[What is expected]
Each line of data below must be printed exactly as written, with any pictures removed.

[Given data]
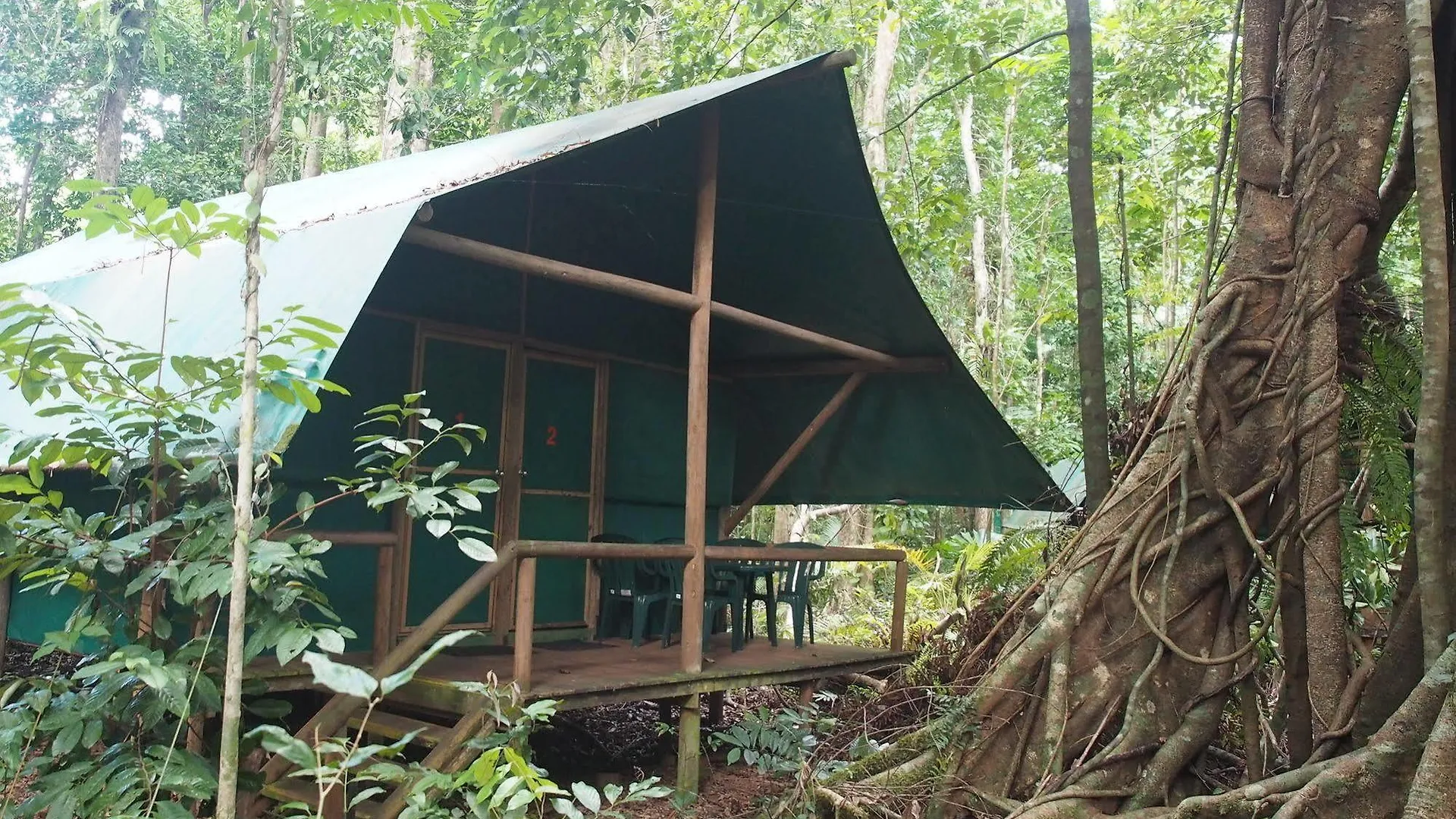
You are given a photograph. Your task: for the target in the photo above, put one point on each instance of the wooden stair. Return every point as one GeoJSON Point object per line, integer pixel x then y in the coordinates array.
{"type": "Point", "coordinates": [382, 725]}
{"type": "Point", "coordinates": [291, 789]}
{"type": "Point", "coordinates": [398, 726]}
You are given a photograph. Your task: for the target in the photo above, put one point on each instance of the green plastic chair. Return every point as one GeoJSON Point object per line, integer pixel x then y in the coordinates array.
{"type": "Point", "coordinates": [626, 585]}
{"type": "Point", "coordinates": [723, 591]}
{"type": "Point", "coordinates": [752, 594]}
{"type": "Point", "coordinates": [794, 589]}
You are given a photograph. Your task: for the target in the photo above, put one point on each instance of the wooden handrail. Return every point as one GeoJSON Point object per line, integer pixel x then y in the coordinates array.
{"type": "Point", "coordinates": [830, 554]}
{"type": "Point", "coordinates": [603, 551]}
{"type": "Point", "coordinates": [357, 538]}
{"type": "Point", "coordinates": [676, 551]}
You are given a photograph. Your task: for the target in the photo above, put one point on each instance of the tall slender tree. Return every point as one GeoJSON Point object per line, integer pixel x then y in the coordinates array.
{"type": "Point", "coordinates": [131, 28]}
{"type": "Point", "coordinates": [256, 187]}
{"type": "Point", "coordinates": [1091, 353]}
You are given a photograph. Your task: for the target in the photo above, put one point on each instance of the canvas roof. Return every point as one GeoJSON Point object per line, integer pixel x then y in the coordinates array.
{"type": "Point", "coordinates": [800, 238]}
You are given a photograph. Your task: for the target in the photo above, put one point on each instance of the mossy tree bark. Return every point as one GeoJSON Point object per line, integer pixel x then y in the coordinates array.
{"type": "Point", "coordinates": [1149, 626]}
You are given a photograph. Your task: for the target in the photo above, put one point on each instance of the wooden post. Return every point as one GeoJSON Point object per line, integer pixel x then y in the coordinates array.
{"type": "Point", "coordinates": [525, 621]}
{"type": "Point", "coordinates": [897, 618]}
{"type": "Point", "coordinates": [695, 513]}
{"type": "Point", "coordinates": [511, 475]}
{"type": "Point", "coordinates": [383, 602]}
{"type": "Point", "coordinates": [689, 730]}
{"type": "Point", "coordinates": [596, 510]}
{"type": "Point", "coordinates": [5, 618]}
{"type": "Point", "coordinates": [800, 444]}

[Your solution]
You are given a photograph. Your task: for the target in the photo above, put one point on each instance of the wooden stair. Return every point as one GeoJSON Point object per line, integer pixel x then y in the coordinates array.
{"type": "Point", "coordinates": [382, 725]}
{"type": "Point", "coordinates": [291, 789]}
{"type": "Point", "coordinates": [398, 726]}
You are given a photograph. Your task: for the target in the photo above, put one point on each instance of the green plastic chair. Return every point as one GeoJSON Point object per line, integer pixel x then y in the coordinates array.
{"type": "Point", "coordinates": [626, 585]}
{"type": "Point", "coordinates": [723, 591]}
{"type": "Point", "coordinates": [752, 594]}
{"type": "Point", "coordinates": [794, 589]}
You are given a photograph. Your task: for the target in the photo above, put one point on each instance of the wooden handrail. Return every point as one GeoJSON Point object per line, integer pixel x then y in the coordinates array.
{"type": "Point", "coordinates": [830, 554]}
{"type": "Point", "coordinates": [603, 551]}
{"type": "Point", "coordinates": [357, 538]}
{"type": "Point", "coordinates": [676, 551]}
You are given a photograph. Your task: for the target in the photo above, put one point on each instance of the tall slender tree. Return every point as one GeoJSON Point object per line, integer pixel x then y in the coordinates array.
{"type": "Point", "coordinates": [131, 28]}
{"type": "Point", "coordinates": [256, 187]}
{"type": "Point", "coordinates": [1091, 353]}
You are given a photograph. Your task: for the target in the photo above, put one point on each instance of the canvas roof. Return every point as one GeoJSON Point object per line, integer pixel x then y in the coordinates array.
{"type": "Point", "coordinates": [800, 238]}
You are given a photograph. Your task: for the target in the photo above, put one point on each instance of the mossy tree bark. Return every point as one GeoJSON Point object per line, integer pixel x then y in the coordinates array.
{"type": "Point", "coordinates": [1149, 626]}
You are given a photograph. Your task: for the target in the photo above, put one point on each instance of the wooden post. Return every point as one GeoJSON Point object per line, integer pixel x then y in the coordinates array.
{"type": "Point", "coordinates": [525, 621]}
{"type": "Point", "coordinates": [897, 618]}
{"type": "Point", "coordinates": [695, 513]}
{"type": "Point", "coordinates": [511, 475]}
{"type": "Point", "coordinates": [383, 602]}
{"type": "Point", "coordinates": [689, 730]}
{"type": "Point", "coordinates": [596, 510]}
{"type": "Point", "coordinates": [5, 618]}
{"type": "Point", "coordinates": [800, 444]}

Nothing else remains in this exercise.